- _DIRECTIVE_
Can you render everything below, from the line containing "Exercise. Put one point on every instance of the green painted" down to the last line, as a Markdown table with the columns Row and Line, leaving out any blank lines?

════════════════════

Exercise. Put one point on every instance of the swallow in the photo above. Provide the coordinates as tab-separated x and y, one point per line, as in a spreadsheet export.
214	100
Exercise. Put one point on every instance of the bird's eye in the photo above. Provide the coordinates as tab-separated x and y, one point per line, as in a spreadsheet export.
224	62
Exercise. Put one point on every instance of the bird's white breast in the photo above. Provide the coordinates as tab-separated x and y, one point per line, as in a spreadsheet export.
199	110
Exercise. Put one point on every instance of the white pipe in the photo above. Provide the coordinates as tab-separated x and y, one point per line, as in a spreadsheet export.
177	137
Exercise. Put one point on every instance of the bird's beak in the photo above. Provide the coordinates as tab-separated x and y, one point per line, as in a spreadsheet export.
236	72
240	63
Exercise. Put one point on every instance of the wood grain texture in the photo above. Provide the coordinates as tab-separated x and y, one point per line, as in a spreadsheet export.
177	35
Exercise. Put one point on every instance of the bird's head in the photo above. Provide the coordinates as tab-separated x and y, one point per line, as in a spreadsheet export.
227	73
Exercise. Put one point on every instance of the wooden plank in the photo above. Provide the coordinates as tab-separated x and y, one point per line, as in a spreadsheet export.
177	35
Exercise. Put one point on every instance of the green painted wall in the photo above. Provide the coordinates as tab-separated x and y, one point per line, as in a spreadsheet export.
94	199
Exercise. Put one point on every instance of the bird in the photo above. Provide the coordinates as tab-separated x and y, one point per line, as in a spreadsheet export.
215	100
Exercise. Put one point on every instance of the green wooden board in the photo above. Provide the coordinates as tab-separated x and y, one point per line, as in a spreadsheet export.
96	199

════════════════════

- _WRITTEN ANSWER_
| Row | Line |
|---|---|
| 1 | Exercise. Put one point on every instance of the green painted wall in the photo above. Provide the coordinates as tab-separated x and y, one point per line, as in a spreadsheet export. |
| 2 | 94	199 |
| 3 | Exercise. Put one point on every instance of the bird in the photo above. Provide the coordinates as tab-separated x and y, one point per line, as in a spreadsheet export. |
| 4 | 215	100 |
| 5 | Exercise. Put one point on every instance of the green wooden board in the photo above. Provide the coordinates as tab-separated x and y, one point per line, as in a spreadsheet export. |
| 6 | 96	199 |